**Questions to answer**
**1.** Write out the stretch of the PhD projects page from "Lipid bilayer membranes" through "of general anaesthesia.".
**2.** Name every kind of scientist that the PhD projects page mentions.

PhD Projects
Here are some suggested PhD projects. If you have
any questions about these, or related ideas, feel free to contact me,
p.d.olmsted@leeds.ac.uk .
Application forms and information can be obtained from
Mrs Maureen Thompson, m.thompson@leeds.ac.uk .
PHASE SEPARATION IN LIPID MEMBRANES (theory)
Lipid bilayer membranes are the most common membranes in living
organisms. While the physics and phase behavior of simple model
membranes has been well-studied for the last decade, only recently have
physicists and biophysicists realized that the rich family of different
lipids and proteins that inhabit membranes have crucial effects on
membrane function. The prospective student will study the dependence
of membrane shape and function on lipid and protein composition; this
may be performed in close collaboration with experimentalists at Leeds
studying the mechanism of general anaesthesia.
BIOPHYSICS OF MUSCLE (theory)

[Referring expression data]
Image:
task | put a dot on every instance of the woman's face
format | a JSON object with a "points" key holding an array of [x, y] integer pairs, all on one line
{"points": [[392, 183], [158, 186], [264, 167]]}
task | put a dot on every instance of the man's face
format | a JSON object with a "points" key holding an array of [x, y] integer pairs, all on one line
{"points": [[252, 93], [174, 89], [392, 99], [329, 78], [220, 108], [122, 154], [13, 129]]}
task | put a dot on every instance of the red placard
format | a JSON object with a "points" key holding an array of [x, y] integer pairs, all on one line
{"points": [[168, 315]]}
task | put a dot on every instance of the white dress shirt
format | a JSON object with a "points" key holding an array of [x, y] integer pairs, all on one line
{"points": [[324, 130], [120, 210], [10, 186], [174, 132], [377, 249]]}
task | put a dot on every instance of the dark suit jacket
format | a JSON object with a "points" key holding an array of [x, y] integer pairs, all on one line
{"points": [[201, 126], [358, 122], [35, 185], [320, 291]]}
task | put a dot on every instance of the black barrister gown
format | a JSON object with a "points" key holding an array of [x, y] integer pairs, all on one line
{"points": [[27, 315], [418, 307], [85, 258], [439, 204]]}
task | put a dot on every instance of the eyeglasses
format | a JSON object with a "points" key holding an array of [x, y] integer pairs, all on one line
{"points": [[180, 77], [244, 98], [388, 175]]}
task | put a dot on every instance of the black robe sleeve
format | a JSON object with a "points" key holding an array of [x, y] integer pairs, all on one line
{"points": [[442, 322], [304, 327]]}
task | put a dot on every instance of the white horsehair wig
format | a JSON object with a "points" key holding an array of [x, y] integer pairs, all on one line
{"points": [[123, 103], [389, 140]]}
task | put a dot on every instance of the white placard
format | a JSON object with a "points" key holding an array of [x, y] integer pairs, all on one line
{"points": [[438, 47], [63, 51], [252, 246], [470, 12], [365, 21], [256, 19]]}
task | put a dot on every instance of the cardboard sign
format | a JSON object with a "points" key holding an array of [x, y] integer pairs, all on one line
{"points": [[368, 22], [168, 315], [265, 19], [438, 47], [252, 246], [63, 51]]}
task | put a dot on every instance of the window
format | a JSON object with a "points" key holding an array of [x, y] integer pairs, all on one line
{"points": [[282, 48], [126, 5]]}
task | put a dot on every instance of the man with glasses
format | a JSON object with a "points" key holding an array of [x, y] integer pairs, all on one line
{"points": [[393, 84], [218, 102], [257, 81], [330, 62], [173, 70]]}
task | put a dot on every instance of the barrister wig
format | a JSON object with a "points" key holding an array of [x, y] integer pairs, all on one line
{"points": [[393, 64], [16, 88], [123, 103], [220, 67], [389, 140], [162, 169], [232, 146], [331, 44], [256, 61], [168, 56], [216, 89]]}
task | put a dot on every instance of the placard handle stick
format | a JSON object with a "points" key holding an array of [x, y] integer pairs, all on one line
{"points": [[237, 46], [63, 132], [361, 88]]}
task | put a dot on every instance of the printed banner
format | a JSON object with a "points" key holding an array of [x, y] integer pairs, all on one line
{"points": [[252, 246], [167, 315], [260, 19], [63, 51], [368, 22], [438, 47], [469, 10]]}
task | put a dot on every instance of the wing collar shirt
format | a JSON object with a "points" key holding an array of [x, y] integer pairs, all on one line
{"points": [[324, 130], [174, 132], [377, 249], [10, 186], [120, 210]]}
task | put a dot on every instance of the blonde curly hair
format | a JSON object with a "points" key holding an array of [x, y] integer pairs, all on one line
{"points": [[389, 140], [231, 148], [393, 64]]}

**Answers for each item**
**1.**
Lipid bilayer membranes are the most common membranes in living
organisms. While the physics and phase behavior of simple model
membranes has been well-studied for the last decade, only recently have
physicists and biophysicists realized that the rich family of different
lipids and proteins that inhabit membranes have crucial effects on
membrane function. The prospective student will study the dependence
of membrane shape and function on lipid and protein composition; this
may be performed in close collaboration with experimentalists at Leeds
studying the mechanism of general anaesthesia.

**2.**
- physicists
- biophysicists
- experimentalists